### [Exercise prompt]
Please find each line in the following entries that contains the string "orange", and copy those lines out. Case counts, so a match must have the same capitalization.

### [Records supplied]
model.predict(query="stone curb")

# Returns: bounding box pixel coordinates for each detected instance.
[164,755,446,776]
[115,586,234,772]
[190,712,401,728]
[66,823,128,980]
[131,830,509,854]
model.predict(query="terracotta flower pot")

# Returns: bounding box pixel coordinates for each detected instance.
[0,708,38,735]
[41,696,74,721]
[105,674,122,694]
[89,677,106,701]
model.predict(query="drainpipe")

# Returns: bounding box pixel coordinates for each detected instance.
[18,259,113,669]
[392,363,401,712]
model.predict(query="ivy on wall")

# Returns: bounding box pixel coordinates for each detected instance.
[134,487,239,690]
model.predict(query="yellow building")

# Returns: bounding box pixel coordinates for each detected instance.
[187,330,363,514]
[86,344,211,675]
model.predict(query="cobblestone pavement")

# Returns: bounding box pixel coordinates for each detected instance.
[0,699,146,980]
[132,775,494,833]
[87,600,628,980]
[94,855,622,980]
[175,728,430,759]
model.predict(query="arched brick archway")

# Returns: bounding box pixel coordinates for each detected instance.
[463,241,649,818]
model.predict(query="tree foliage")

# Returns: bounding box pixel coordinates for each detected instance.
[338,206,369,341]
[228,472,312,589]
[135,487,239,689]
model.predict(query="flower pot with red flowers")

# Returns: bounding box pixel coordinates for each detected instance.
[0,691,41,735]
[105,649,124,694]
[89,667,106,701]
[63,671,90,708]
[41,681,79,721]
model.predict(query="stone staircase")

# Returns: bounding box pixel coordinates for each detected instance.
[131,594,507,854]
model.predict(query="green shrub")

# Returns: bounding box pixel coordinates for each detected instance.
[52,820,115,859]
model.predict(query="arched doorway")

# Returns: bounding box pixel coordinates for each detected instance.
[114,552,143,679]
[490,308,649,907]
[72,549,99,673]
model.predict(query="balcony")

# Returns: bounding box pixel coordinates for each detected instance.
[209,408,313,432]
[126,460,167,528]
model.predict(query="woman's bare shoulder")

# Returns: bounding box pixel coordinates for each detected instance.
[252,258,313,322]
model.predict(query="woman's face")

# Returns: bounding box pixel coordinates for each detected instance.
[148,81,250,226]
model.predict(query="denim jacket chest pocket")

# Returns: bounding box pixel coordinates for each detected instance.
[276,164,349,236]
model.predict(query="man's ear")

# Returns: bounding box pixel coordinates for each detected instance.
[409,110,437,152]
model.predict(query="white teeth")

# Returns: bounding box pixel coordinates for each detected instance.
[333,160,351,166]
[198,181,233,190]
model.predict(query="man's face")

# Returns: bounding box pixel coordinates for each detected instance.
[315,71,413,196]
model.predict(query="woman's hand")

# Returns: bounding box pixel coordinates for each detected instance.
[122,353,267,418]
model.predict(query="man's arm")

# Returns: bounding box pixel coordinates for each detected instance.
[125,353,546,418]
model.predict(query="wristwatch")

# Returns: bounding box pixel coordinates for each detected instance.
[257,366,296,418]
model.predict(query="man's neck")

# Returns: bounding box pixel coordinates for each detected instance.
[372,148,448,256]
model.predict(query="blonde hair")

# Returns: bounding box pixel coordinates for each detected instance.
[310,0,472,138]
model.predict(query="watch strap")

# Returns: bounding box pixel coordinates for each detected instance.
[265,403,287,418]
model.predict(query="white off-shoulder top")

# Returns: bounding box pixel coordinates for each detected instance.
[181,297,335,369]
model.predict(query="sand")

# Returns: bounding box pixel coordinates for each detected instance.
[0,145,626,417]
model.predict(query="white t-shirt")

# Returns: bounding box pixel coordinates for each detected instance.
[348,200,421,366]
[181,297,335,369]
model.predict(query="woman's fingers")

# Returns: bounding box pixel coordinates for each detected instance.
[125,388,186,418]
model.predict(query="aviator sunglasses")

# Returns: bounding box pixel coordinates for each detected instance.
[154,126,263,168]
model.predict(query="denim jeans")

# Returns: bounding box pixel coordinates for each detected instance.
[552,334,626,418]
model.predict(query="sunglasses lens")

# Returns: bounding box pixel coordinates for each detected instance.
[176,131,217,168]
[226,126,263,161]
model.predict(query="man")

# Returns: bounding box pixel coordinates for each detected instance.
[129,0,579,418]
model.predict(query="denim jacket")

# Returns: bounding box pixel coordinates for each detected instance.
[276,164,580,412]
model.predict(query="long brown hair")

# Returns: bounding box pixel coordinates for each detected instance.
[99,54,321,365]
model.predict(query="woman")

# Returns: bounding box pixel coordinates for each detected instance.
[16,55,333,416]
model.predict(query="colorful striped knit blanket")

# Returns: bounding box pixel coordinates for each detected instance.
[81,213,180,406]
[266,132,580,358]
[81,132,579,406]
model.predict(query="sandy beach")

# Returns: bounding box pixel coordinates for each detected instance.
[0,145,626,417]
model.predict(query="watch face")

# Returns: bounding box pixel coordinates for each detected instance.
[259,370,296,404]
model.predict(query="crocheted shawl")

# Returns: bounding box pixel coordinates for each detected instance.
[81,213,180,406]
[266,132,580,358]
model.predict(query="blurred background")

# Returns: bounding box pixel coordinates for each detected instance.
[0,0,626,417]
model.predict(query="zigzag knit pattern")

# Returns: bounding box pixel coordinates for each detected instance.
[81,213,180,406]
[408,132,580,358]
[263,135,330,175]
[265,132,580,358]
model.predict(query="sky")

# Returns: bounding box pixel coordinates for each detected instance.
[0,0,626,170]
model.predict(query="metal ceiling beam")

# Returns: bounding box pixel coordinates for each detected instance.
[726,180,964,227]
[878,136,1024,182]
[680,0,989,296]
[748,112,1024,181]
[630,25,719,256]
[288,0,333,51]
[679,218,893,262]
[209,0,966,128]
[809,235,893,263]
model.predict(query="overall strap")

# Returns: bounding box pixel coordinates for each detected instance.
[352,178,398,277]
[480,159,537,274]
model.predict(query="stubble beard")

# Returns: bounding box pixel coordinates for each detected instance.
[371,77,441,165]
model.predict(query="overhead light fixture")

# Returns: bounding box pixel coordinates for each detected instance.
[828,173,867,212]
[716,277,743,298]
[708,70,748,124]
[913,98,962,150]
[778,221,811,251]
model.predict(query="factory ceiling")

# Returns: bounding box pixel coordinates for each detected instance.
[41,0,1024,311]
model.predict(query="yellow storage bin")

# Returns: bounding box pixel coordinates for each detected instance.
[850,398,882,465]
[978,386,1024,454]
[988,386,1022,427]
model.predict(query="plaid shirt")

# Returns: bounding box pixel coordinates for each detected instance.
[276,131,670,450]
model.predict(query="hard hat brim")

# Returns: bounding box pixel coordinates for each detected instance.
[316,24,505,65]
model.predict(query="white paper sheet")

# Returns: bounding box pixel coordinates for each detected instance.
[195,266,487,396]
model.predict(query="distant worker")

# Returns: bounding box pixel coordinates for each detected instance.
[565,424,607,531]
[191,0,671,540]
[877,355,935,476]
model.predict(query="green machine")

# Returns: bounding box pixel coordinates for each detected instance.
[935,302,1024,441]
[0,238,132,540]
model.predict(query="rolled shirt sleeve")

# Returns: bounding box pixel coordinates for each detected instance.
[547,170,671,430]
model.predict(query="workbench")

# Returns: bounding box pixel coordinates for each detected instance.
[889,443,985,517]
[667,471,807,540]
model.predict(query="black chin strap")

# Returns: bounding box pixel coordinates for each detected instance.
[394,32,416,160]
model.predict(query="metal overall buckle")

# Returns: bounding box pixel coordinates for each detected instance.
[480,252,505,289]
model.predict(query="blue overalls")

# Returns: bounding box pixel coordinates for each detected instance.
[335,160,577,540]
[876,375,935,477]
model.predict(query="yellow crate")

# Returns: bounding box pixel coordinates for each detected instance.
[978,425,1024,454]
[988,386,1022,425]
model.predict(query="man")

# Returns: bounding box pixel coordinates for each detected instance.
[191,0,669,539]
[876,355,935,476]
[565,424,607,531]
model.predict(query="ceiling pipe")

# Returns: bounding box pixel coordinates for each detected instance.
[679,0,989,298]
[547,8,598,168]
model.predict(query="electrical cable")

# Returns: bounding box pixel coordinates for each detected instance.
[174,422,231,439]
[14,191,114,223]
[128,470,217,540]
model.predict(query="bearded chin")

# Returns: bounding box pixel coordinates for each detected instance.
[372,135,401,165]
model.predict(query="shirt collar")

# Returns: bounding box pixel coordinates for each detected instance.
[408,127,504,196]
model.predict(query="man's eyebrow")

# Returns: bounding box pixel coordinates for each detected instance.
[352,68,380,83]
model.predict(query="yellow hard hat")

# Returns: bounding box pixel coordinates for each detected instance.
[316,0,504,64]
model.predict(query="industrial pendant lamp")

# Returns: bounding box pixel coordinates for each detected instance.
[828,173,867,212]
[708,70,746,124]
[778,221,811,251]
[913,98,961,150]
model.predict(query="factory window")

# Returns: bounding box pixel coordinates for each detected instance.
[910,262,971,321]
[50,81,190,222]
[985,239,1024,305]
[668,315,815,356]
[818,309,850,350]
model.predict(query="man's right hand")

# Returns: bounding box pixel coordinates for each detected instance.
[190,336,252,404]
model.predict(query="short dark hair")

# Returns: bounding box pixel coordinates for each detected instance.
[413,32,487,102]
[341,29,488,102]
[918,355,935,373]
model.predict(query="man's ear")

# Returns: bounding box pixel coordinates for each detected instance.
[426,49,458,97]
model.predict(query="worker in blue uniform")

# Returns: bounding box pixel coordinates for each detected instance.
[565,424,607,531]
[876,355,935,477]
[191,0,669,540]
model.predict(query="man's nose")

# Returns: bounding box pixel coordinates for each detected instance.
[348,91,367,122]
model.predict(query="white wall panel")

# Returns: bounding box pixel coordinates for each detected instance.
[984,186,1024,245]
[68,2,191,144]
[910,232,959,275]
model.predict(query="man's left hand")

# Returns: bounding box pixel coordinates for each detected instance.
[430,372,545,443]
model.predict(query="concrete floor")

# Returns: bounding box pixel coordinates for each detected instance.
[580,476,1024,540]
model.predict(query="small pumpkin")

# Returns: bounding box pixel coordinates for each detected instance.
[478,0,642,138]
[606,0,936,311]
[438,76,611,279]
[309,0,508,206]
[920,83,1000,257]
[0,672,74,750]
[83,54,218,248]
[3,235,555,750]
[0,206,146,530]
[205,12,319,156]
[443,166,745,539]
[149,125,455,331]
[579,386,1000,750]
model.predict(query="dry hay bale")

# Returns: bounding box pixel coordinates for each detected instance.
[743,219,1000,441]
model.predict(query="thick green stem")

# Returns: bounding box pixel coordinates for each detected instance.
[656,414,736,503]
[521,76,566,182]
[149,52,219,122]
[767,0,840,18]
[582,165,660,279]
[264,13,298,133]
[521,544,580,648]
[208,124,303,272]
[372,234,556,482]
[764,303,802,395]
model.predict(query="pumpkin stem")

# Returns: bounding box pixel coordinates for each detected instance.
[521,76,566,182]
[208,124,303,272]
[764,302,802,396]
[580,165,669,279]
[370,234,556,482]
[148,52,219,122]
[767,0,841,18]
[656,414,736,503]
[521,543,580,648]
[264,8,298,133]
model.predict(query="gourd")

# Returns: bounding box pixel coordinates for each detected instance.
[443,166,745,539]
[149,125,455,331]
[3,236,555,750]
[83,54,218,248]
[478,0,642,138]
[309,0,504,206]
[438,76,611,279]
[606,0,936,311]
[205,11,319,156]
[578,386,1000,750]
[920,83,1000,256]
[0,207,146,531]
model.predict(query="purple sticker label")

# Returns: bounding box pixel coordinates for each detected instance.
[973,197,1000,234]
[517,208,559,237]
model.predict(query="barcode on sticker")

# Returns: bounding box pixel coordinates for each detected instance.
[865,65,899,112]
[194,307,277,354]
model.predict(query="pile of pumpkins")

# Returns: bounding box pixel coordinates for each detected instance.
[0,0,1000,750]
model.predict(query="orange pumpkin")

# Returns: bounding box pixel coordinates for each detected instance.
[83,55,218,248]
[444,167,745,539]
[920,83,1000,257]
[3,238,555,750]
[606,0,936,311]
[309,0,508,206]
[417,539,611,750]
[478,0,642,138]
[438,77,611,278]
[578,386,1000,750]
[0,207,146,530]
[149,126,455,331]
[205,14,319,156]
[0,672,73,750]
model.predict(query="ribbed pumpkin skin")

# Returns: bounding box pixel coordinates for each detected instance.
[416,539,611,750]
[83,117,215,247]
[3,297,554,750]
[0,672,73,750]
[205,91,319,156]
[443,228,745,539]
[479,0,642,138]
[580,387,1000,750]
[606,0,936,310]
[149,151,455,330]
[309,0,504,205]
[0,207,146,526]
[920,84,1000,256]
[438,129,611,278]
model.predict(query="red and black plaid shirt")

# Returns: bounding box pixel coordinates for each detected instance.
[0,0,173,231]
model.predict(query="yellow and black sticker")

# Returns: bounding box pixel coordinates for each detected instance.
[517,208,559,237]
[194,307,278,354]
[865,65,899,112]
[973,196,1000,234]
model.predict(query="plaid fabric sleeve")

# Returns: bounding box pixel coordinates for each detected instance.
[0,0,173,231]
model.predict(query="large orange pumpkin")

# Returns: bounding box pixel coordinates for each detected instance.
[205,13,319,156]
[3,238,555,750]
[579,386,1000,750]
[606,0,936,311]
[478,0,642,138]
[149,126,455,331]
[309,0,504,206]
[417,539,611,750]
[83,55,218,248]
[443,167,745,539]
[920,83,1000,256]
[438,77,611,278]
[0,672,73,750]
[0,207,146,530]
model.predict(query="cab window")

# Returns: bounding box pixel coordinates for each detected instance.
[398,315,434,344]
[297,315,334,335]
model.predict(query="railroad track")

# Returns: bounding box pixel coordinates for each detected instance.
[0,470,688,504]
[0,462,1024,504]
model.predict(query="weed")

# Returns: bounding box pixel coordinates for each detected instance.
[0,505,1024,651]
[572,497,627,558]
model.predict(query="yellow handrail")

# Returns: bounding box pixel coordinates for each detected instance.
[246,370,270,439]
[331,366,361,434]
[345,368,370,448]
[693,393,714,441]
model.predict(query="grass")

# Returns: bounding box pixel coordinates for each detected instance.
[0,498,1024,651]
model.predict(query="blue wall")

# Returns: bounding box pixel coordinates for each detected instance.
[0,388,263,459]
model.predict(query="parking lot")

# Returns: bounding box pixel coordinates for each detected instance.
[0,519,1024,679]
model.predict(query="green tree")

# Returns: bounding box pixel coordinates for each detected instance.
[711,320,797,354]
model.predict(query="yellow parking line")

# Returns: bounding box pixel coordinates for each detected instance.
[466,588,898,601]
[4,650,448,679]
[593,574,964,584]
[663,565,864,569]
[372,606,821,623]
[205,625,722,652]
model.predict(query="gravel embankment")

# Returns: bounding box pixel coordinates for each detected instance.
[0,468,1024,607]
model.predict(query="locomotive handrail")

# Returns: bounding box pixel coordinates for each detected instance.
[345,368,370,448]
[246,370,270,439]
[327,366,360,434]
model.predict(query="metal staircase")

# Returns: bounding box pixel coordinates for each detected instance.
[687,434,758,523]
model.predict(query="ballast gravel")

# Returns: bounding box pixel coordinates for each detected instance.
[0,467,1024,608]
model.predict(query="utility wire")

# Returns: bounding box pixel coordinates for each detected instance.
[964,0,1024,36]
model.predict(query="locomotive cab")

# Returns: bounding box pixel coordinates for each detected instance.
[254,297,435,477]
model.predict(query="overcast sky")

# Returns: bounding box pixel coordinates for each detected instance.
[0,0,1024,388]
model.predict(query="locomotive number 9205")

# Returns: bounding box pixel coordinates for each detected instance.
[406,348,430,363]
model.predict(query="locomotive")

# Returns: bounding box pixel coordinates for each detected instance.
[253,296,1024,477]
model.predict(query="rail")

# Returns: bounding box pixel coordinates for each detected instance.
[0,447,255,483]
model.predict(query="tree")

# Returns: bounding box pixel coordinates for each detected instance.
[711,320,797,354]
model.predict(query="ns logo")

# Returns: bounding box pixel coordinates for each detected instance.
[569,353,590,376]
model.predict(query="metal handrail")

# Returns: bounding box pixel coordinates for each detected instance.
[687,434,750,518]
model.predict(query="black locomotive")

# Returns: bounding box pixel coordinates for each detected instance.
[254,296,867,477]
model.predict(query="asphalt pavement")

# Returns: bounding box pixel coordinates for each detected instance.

### [Result of this task]
model.predict(query="orange pumpkin")
model.predict(query="large orange pumpkin")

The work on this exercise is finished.